▸ **Raw records**
^^^^^^^^

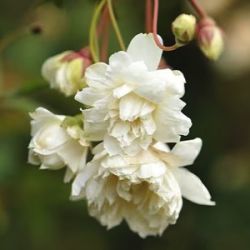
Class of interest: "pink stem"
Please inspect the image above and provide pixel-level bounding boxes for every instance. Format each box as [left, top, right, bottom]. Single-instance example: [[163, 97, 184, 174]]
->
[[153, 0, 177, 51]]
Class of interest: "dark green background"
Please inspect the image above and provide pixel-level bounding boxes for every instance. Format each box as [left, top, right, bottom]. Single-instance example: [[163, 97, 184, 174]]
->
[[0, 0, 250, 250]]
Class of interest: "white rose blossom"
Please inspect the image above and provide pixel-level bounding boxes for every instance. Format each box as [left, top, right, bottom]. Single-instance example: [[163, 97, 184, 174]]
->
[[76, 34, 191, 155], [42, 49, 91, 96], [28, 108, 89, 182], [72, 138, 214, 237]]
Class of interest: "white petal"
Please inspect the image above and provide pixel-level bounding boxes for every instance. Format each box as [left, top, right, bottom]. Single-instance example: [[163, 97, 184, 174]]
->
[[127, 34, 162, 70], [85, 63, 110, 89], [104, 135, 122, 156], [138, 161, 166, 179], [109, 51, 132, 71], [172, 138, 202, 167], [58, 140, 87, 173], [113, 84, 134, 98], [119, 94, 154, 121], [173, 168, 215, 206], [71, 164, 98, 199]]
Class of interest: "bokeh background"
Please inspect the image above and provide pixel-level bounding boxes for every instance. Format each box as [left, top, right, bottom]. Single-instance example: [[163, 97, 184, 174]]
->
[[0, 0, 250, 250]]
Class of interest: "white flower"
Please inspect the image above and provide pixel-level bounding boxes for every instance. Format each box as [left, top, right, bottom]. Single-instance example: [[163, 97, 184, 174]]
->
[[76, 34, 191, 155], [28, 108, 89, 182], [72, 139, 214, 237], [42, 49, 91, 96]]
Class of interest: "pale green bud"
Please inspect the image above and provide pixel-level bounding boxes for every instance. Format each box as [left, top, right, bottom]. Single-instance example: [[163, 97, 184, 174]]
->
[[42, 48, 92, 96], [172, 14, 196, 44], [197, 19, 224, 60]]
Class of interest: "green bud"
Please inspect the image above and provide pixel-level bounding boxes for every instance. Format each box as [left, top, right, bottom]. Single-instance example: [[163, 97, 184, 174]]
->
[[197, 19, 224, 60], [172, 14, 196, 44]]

^^^^^^^^

▸ **What you need to do**
Reproduce the records from their start through the line containing "138, 214, 237]]", inclusive, keeping the requests as they are but shifting every bounding-box coordinate in the answers by -33. Leave the pictures out.

▸ **The solution**
Class of interest: "pink stem"
Please inspect the image above and provide pixel-level bounding boxes for every instance. Format each box as [left, top, right, bottom]. Single-instance example: [[163, 97, 184, 174]]
->
[[120, -33, 144, 18]]
Class of interest: "dark green background"
Please inspect the image above and provide pixel-level bounding boxes for every instance. Format each box as [left, top, right, bottom]. Single-instance example: [[163, 97, 184, 174]]
->
[[-33, -33, 217, 217]]
Class of interest: "white rose blossom"
Please inspect the image above and provide pixel-level bounding boxes for every instance. Format each box as [left, top, right, bottom]. Single-instance example: [[163, 97, 184, 174]]
->
[[43, 1, 158, 122], [9, 16, 58, 63], [-5, 75, 56, 149], [39, 105, 181, 204]]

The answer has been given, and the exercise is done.